# ACTIVITY
Each line below should be set down again unchanged.

_ _ _

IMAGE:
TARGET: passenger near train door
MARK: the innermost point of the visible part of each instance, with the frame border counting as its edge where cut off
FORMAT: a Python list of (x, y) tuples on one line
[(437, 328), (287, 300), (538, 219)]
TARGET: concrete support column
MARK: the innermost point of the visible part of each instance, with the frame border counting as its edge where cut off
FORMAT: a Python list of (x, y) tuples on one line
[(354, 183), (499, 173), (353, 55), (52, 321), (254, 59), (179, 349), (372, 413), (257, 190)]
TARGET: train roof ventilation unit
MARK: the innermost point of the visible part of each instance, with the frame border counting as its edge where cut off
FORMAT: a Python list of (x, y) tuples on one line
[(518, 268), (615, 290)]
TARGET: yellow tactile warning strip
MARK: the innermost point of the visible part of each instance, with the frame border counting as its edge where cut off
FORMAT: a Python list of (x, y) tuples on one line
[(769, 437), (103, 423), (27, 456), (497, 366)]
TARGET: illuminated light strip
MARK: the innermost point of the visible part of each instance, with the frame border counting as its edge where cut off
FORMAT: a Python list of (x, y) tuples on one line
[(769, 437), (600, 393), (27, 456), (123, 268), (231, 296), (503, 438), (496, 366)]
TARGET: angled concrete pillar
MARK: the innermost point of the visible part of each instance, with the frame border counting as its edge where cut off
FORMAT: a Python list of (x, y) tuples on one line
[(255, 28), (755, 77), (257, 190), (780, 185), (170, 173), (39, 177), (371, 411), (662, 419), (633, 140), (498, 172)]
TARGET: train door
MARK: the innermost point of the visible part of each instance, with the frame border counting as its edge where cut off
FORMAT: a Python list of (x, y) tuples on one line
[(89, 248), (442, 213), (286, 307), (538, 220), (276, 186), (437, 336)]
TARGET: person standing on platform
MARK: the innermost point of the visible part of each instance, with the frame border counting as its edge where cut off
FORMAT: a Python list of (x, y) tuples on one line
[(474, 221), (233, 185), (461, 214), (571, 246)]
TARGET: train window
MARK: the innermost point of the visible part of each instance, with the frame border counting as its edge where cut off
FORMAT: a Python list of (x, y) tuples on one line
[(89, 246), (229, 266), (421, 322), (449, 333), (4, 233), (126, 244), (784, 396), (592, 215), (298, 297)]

_ _ _

# RESULT FOR THIS TASK
IMAGE:
TARGET: passenger near train door
MARK: the innermost point of the visible part of each instance, with the frame border counting as its edge where cut off
FORMAT: a Python list of (x, y) tuples on one line
[(437, 328), (287, 300), (538, 219)]
TARGET: concrete support column
MARK: the innermost point of the visible part of each instance, with the frame border counting as its edge where cut off
FORMAT: a Python list of (x, y) tuples on one line
[(354, 183), (499, 173), (353, 55), (52, 321), (254, 59), (179, 349), (372, 413), (257, 190)]
TARGET: train roof ventilation unit
MARK: the innermost point of the visible part of each instance, with the frame border counting as its edge where cut off
FORMAT: a Python list of (x, y) tuples on one line
[(518, 268), (615, 290)]
TARGET: yellow tactile warning strip
MARK: the innermost point of the visible part of each instance, with the frame border counting as its edge where cut off
FORMAT: a Python list of (x, y) tuples on one line
[(769, 437), (103, 423), (27, 456), (497, 366)]
TARGET: illuminated light strip
MARK: the innermost point of the visible part of each instance, with the frame border counting as its edge where cut off
FORMAT: a Python list of (x, y) tuples on one line
[(769, 437), (600, 393), (27, 456), (123, 268), (231, 296), (503, 438), (496, 366)]
TARGET: angled concrete pillar
MARK: the innermost point of the visible part of each instance, with the frame border counting as its edge where cut off
FORMAT: a Python list of (x, y) tuples on one line
[(255, 28), (755, 77), (257, 190), (780, 185), (170, 173), (39, 177), (371, 411), (662, 419), (633, 140), (498, 172)]
TARGET: train door
MARK: the innermost point of the visible part of each instance, with the frame border counting as its edge where cut off
FORMAT: a Python list of (x, y) tuples on one line
[(89, 248), (442, 213), (286, 307), (538, 220), (276, 186), (437, 336)]
TARGET: person standing on platform
MARK: the innermost point of the visible part of each instance, with the frame border counting as its edge where cut off
FORMAT: a Python list of (x, y) tuples on one line
[(474, 221), (233, 185), (461, 214), (571, 246)]
TARGET: train window
MARK: the innermost point of the visible part of each instance, with the frame border counting as its edge where cut off
FORMAT: a Python list of (x, y) tuples on one line
[(89, 246), (229, 266), (421, 322), (449, 333), (4, 233), (126, 244), (784, 396), (592, 215), (298, 297)]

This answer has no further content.